[EXERCISE INSTRUCTIONS] Copy each entry exactly, leaving nothing out.

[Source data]
* * * * * * * * *

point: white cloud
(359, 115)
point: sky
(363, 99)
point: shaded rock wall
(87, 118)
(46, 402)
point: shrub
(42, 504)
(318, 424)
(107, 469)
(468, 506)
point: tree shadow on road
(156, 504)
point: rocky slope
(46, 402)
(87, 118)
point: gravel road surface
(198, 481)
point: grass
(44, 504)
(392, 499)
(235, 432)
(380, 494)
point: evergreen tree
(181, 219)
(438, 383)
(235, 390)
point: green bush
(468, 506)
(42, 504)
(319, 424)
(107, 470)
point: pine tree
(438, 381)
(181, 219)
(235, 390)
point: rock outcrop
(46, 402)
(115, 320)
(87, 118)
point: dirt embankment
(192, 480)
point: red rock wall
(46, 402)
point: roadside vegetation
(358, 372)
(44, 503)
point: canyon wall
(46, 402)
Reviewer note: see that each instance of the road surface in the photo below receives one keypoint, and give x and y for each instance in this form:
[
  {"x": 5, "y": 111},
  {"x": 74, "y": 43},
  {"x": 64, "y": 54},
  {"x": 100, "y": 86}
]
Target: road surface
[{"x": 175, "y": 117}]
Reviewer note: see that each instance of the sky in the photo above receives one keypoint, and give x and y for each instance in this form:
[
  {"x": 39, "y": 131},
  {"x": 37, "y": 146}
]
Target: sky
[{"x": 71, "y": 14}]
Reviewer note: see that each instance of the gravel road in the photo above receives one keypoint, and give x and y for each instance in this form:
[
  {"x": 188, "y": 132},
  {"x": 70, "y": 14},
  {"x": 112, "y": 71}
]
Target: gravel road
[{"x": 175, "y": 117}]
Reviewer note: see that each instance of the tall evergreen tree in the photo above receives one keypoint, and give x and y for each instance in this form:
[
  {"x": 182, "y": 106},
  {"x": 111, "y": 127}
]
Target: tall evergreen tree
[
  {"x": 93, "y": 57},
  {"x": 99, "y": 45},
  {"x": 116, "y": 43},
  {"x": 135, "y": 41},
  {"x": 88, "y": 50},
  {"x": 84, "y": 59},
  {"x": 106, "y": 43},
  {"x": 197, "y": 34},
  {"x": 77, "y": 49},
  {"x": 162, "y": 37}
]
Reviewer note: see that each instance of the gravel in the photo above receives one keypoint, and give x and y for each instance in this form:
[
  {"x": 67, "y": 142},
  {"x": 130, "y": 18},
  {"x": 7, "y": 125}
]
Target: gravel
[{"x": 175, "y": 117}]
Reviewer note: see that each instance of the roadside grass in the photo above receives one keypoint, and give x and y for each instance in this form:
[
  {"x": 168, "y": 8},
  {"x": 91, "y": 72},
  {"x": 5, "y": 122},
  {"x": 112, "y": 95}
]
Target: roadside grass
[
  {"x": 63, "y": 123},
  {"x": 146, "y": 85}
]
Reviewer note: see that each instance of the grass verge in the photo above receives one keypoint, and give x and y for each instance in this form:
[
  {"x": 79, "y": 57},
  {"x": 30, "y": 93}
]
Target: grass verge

* * * * * * * * *

[ANSWER TO THE EXERCISE]
point: white cloud
(359, 115)
point: sky
(363, 99)
point: shaded rock wall
(87, 118)
(46, 402)
point: shrub
(42, 504)
(318, 424)
(107, 469)
(468, 506)
point: tree shadow on road
(156, 504)
point: rocky slope
(46, 402)
(87, 118)
point: gravel road surface
(198, 481)
point: grass
(44, 504)
(392, 499)
(235, 432)
(380, 494)
point: evergreen tree
(181, 219)
(438, 383)
(235, 390)
point: green bush
(468, 506)
(42, 504)
(319, 424)
(107, 470)
point: pine tree
(438, 381)
(181, 219)
(235, 390)
point: rock outcrop
(46, 402)
(115, 320)
(87, 118)
point: dirt embankment
(192, 480)
point: red rock wall
(46, 402)
point: roadside vegetation
(358, 372)
(44, 503)
point: canyon wall
(46, 402)
Reviewer note: see that each instance of the road surface in the photo below receives one keypoint, and give x and y for each instance in this form:
[
  {"x": 5, "y": 111},
  {"x": 74, "y": 43},
  {"x": 64, "y": 54},
  {"x": 100, "y": 86}
]
Target: road surface
[{"x": 175, "y": 117}]
Reviewer note: see that each instance of the sky in the photo above receives one keypoint, and give x and y for each instance in this form:
[
  {"x": 39, "y": 131},
  {"x": 37, "y": 146}
]
Target: sky
[{"x": 71, "y": 14}]
Reviewer note: see that each instance of the gravel road in the photo above receives one keypoint, and give x and y for each instance in this form:
[
  {"x": 188, "y": 132},
  {"x": 70, "y": 14},
  {"x": 112, "y": 71}
]
Target: gravel road
[{"x": 175, "y": 117}]
Reviewer note: see that each instance of the tall evergreen tree in the photo above receives one keypoint, and give x and y for each instance in this form:
[
  {"x": 182, "y": 106},
  {"x": 111, "y": 127}
]
Target: tall evergreen tree
[
  {"x": 93, "y": 57},
  {"x": 99, "y": 45},
  {"x": 116, "y": 43},
  {"x": 135, "y": 41},
  {"x": 88, "y": 50},
  {"x": 84, "y": 59},
  {"x": 106, "y": 43},
  {"x": 197, "y": 34},
  {"x": 77, "y": 49},
  {"x": 162, "y": 37}
]
Reviewer note: see that each instance of the gravel in the photo above receives one keypoint, and give x and y for each instance in this form:
[
  {"x": 67, "y": 142},
  {"x": 130, "y": 18},
  {"x": 7, "y": 125}
]
Target: gravel
[{"x": 175, "y": 117}]
Reviewer note: see that each instance of the roadside grass in the photo above receives one keypoint, and give x and y for each instance in this form:
[
  {"x": 168, "y": 8},
  {"x": 91, "y": 72},
  {"x": 5, "y": 122},
  {"x": 112, "y": 95}
]
Target: roadside grass
[
  {"x": 63, "y": 123},
  {"x": 146, "y": 85}
]
Reviewer note: see that each instance of the grass verge in the photo above receives one keypoint, and give x and y for each instance in this form:
[
  {"x": 79, "y": 57},
  {"x": 30, "y": 93}
]
Target: grass verge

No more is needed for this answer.